Given request A ▸
Answer these questions about the mailing-list thread on a BSP query system, one line each:
(i) What does Thomas Jungblut say is needed to get the project into incubation?
(ii) What does Suraj Menon propose making the project for now?
(iii) Which algorithm has Leonidas Fegaras tested on his small cluster?
Given request B ▸ Extend the mailing-list thread about the BSP query system, starting right after its final sentence.

Excerpt provided ▸
┌──

Re: [ANNOUNCEMENT] A query system for BSP processing

Suraj Menon Fri, 07 Sep 2012 09:03:01 -0700

I think Thomas has a point. How about making it a sub-module/sub-project of
Hama for now? If/When it gains enough community support to make it a top
level project, you can fork it as a separate project.
I am not completely aware of the procedures and requirements for getting
external project as sub-project.
We can look into it if you are ready to take this route.


> Could you please send me a link for setting up an open-source Apache
project?
If I am right this is what you are looking for -
http://incubator.apache.org/guides/proposal.html
http://incubator.apache.org/sitemap.html

Good luck,
Suraj

On Fri, Sep 7, 2012 at 11:40 AM, Thomas Jungblut
<[email protected]>wrote:

> Although I think this is a great project, I think that you will not meet
> the requirements.
> You need a community and a charter to get it into the incubation.
>
> What about hosting it on Github?
>
> 2012/9/7 Leonidas Fegaras <[email protected]>
>
> > Yes, this is a great idea. I have used GIT on my own server but I don't
> > know how to do this for ASF. Could you please send me a link for setting
> up
> > an open-source Apache project?
> >
> >
> > On 09/05/2012 10:51 AM, Edward J. Yoon wrote:
> >
> >> If you can open source this then I'm sure the ASF community can help
> >> you and make this software better.
> >>
> >> Pls feel free to ask us if you need any assistance donating source
> >> code to the ASF or contributing to the Hama project in the future.
> >>
> >> On Thu, Aug 30, 2012 at 11:40 PM, Leonidas Fegaras<[email protected]>
> >>  wrote:
> >>
> >>> Yes sure. I have fixed the bug with the repeat stopping condition but I
> >>> have
> >>> only tested pagerank on my small cluster. I still need to fix the
> k-means
> >>> clustering (it's a special case because you improve a fixed number of
> >>> points).

└──

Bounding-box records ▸
┌──

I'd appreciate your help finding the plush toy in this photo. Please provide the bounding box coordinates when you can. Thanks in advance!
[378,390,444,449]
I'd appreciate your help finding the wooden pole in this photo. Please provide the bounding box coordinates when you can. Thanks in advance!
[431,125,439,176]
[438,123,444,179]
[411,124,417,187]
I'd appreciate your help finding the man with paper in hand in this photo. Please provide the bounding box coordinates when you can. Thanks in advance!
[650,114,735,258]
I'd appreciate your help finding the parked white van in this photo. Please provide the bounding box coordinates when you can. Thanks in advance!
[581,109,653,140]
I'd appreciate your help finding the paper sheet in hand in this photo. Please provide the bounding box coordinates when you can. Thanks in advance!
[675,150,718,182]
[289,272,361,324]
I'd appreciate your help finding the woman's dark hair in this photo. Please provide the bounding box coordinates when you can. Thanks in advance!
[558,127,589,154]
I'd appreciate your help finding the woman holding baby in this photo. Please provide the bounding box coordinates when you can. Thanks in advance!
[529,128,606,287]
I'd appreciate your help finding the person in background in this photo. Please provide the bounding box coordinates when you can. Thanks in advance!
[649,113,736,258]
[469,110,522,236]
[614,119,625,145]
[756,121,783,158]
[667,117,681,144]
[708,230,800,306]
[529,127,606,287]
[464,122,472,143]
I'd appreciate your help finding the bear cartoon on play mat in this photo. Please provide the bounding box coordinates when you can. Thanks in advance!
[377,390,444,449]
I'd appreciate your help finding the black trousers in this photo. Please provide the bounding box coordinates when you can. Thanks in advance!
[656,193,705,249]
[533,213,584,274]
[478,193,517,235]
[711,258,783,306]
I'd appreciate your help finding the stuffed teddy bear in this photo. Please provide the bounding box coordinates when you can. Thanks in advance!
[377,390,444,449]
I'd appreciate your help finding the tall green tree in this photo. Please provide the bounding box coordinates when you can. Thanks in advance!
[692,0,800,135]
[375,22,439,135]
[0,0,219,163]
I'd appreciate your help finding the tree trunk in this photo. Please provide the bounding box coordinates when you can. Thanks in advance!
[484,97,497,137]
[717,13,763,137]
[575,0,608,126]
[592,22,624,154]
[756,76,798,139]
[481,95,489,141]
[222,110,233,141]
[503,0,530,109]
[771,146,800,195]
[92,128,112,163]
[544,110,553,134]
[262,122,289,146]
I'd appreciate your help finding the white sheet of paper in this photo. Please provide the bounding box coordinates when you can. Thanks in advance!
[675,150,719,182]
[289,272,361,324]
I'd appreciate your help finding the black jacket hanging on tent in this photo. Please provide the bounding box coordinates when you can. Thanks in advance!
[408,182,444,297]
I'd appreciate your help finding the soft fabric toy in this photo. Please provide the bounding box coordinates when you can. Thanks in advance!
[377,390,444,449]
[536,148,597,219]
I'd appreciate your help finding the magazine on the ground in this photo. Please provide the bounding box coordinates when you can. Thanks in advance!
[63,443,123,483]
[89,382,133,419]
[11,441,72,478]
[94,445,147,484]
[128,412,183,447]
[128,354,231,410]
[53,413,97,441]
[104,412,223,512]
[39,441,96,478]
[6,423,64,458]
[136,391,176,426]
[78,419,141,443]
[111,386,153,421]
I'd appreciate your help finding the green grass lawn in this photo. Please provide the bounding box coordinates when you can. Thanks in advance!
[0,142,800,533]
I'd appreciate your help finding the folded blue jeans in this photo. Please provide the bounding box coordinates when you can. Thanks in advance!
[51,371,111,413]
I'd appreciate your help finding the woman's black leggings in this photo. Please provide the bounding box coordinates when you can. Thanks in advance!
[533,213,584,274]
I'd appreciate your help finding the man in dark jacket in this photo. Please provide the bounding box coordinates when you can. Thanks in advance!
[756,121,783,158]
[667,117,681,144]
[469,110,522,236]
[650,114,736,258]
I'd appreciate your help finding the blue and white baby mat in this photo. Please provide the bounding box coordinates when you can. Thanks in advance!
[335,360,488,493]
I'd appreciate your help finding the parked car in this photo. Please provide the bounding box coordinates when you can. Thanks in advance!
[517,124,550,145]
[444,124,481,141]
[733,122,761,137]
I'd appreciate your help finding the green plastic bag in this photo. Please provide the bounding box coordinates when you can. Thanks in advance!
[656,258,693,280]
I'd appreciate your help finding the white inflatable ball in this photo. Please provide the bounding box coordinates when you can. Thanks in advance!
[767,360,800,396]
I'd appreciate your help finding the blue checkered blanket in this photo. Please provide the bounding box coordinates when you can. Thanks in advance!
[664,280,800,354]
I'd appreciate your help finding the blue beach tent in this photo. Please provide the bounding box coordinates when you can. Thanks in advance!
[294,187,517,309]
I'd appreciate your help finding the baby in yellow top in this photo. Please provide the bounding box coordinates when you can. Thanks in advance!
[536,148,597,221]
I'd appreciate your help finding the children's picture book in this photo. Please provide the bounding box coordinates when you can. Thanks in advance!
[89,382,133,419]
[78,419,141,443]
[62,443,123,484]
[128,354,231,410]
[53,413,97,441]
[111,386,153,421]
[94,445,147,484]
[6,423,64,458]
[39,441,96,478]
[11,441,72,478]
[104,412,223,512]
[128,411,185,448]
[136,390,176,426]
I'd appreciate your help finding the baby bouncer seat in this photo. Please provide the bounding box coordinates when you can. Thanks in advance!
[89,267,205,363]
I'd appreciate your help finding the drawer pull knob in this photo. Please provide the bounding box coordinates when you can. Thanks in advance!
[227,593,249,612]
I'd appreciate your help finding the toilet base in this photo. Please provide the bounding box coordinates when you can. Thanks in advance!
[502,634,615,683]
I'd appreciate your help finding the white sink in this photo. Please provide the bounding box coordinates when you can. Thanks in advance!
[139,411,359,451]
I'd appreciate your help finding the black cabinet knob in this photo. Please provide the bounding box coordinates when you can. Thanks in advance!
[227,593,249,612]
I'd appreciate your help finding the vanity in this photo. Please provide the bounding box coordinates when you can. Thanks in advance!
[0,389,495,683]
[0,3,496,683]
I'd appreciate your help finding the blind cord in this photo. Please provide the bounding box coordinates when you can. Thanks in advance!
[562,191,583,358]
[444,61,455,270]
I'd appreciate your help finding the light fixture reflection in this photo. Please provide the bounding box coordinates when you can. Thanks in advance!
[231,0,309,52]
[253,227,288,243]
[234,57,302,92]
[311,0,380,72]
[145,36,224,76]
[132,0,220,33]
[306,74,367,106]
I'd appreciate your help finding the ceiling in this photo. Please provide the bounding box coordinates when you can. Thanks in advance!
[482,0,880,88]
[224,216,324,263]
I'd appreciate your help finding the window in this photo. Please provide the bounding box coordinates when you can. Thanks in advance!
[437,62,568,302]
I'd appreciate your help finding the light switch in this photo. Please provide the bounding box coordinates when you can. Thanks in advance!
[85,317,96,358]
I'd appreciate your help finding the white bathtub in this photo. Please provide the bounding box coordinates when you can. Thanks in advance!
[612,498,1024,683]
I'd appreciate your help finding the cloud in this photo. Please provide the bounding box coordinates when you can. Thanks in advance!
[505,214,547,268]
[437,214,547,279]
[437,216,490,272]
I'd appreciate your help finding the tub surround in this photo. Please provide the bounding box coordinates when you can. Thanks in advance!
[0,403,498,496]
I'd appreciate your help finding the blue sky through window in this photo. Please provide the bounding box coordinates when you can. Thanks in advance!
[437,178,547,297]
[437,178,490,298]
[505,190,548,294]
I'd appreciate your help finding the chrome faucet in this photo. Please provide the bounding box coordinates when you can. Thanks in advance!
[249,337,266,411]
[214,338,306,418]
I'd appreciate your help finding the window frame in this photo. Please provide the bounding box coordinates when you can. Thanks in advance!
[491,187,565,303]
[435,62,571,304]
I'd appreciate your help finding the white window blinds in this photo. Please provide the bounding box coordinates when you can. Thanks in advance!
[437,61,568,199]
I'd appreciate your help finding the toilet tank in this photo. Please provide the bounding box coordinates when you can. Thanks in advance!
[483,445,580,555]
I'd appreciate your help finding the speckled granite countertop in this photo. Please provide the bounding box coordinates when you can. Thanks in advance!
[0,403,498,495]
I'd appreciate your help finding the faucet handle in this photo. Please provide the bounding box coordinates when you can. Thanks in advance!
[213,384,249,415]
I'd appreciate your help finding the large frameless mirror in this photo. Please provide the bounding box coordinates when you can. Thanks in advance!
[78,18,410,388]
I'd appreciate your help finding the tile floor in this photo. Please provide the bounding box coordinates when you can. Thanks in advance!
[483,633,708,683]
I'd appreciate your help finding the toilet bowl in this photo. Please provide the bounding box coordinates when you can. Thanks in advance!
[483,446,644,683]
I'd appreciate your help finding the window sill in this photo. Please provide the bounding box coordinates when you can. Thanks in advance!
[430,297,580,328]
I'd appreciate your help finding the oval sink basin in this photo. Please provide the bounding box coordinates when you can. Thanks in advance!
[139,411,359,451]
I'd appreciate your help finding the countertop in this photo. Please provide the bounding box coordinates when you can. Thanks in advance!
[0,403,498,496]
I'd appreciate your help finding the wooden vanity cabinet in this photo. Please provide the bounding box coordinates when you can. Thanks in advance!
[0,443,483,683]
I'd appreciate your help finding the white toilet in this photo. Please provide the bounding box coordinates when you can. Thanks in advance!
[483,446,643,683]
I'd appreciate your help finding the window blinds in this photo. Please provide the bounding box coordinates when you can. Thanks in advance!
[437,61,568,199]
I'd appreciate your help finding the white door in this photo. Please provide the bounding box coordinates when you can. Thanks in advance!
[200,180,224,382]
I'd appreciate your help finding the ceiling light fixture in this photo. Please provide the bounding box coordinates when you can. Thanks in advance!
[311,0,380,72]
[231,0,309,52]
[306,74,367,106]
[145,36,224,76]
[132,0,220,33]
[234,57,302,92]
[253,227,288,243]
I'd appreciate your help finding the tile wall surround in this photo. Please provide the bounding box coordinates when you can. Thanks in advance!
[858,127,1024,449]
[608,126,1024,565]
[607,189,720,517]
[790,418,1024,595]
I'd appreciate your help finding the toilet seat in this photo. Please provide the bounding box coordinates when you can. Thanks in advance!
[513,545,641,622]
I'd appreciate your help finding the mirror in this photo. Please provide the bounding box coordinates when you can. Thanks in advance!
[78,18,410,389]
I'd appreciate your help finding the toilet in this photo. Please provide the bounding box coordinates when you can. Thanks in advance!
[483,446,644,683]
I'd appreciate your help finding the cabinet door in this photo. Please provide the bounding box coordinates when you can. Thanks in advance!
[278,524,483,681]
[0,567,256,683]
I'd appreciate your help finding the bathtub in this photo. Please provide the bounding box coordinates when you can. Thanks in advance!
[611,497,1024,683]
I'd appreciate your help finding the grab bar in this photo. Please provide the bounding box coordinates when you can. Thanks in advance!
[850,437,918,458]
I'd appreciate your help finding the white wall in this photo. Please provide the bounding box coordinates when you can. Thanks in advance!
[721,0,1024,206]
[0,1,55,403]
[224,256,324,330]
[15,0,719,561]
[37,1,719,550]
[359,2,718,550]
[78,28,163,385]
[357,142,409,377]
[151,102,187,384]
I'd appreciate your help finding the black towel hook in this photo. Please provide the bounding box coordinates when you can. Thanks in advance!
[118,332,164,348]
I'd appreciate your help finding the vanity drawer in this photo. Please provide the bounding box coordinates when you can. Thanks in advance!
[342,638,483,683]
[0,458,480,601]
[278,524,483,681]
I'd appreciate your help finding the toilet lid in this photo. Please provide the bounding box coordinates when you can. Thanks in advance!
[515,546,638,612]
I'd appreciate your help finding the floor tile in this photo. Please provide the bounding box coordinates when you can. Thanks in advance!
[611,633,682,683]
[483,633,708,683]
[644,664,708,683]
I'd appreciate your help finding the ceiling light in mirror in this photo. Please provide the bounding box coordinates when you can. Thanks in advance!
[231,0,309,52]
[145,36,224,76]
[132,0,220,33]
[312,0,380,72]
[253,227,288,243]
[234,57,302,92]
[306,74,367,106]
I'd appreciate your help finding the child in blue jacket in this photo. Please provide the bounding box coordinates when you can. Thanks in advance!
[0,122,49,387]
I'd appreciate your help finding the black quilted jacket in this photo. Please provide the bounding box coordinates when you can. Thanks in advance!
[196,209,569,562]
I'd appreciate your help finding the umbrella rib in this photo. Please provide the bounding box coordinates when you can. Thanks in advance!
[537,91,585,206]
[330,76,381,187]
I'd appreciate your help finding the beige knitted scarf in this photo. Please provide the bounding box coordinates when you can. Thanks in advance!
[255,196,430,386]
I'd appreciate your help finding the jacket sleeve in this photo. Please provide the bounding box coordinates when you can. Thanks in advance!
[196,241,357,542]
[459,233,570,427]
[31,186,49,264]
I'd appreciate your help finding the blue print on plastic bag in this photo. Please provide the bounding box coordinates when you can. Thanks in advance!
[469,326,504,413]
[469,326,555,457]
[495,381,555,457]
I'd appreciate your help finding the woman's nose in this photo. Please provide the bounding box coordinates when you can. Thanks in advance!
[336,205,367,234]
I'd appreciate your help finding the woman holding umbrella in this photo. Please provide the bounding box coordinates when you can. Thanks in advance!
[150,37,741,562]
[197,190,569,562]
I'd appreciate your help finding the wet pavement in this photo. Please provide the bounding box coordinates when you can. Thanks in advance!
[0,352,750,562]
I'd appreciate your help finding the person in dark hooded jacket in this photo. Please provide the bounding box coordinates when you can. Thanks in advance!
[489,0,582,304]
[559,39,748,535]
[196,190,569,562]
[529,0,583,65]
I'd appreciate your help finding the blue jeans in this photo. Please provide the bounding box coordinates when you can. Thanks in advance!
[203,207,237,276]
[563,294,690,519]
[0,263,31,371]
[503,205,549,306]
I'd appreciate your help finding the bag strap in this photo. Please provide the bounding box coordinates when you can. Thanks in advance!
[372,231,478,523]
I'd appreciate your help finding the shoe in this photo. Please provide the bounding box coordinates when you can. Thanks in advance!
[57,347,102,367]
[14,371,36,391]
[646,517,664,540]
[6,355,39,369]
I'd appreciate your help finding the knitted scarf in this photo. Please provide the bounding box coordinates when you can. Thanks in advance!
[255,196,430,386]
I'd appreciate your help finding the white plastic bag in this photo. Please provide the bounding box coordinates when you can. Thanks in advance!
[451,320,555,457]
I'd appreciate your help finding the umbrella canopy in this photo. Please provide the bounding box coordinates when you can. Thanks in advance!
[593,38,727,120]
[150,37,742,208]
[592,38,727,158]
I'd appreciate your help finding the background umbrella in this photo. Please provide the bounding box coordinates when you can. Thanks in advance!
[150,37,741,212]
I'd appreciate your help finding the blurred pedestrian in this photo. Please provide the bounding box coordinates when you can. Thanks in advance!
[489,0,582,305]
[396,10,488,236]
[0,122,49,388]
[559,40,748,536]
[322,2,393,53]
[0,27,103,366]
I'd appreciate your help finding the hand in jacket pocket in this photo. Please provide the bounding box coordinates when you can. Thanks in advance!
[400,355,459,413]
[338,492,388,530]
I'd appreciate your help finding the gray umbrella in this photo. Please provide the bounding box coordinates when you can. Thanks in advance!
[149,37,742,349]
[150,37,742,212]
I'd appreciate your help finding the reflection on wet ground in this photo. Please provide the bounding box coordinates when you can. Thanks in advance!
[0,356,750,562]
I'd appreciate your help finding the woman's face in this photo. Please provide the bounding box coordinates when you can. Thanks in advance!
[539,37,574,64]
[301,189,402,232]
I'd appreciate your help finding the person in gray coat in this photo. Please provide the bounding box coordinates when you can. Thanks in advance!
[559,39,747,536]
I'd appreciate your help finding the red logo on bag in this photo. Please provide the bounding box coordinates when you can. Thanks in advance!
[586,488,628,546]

└──

Reply A ▸
(i) A community and a charter.
(ii) A sub-module/sub-project of Hama.
(iii) Pagerank.

Reply B ▸
> >>> Leonidas
> >>>
> >>>
> >>> On Aug 30, 2012, at 9:02 AM, Edward J. Yoon wrote:
> >>>
> >>>  Shall we work together?
> >>>>
> >>>> On Fri, Aug 24, 2012 at 9:01 PM, Leonidas Fegaras<[email protected]
> >
> >>>> wrote:
> >>>>
> >>>>> Thank you very much for your interest and for testing my system.
> >>>>> It seems that my release was premature: It worked for some random
> data
> >>>>> but
> >>>>> didn't for some others. It's a minor logical error that I will try to
> >>>>> fix
> >>>>> in
> >>>>> the next few days. The problem is with the stopping condition of the
> >>>>> repeat
> >>>>> expression that calculates the new pagerank from the old. It must
> stop
> >>>>> if
> >>>>> ALL peers reach  the specified precision. This is done by having
> those
> >>>>> peers
> >>>>> that need to continue send a message to others to continue. It seems
> >>>>> that
> >>>>> now when all peers agree at the same time, the program works fine.
> But
> >>>>> if
> >>>>> one finishes sooner, instead of continuing the repeat loop, it runs
> >>>>> away
> >>>>> to
> >>>>> the next BSP step that follows the repeat, then exits prematurely and
> >>>>> the
> >>>>> system hangs. The casting errors are due to the run-away peers
> >>>>> executing
> >>>>> the
> >>>>> wrong BSP steps reading wrong messages. Queries without repeat though
> >>>>> are
> >>>>> OK.
> >>>>> By the way, I had a problem exchanging large amount of data during
> sync
> >>>>> (I
> >>>>> discussed this with Thomas).  My solution was to to break a BSP
> >>>>> superstep
> >>>>> into multiple substeps so that each substep can handle a max number
> of
> >>>>> messages. Of course my program has to collect all messages in a
> vector
> >>>>> in
> >>>>> memory. When the vector is too big, it is spilled in a local file.
> This
> >>>>> moved the problem from the Hama side to my side and allowed me to
> >>>>> handle
> >>>>> larger data, especially in joins. I think this problem of exchanging
> >>>>> large
> >>>>> amount of data during a superstep is currently a weakness of Hama.
> >>>>> Leonidas
> >>>>>
> >>>>>
> >>>>>
> >>>>> On 08/24/2012 04:15 AM, Thomas Jungblut wrote:
> >>>>>
> >>>>>>
> >>>>>> BTW, should we feature this on our website?
> >>>>>>
> >>>>>> 2012/8/24 Thomas Jungblut<thomas.jungblut@**gmail.com<
> [email protected]>
> >>>>>> >
> >>>>>>
> >>>>>>  Hi Leonidas!
> >>>>>>>
> >>>>>>> I have to admit that I have known what is going on (and had to keep
> >>>>>>> silent), but I have to say: Thank you very much!
> >>>>>>> This will help many people writing BSPs in a more easier way.
> >>>>>>>
> >>>>>>> Of course this is not as fast as the native BSP code, Hive and Pig
> >>>>>>> suffer
> >>>>>>> from the same problems in MR.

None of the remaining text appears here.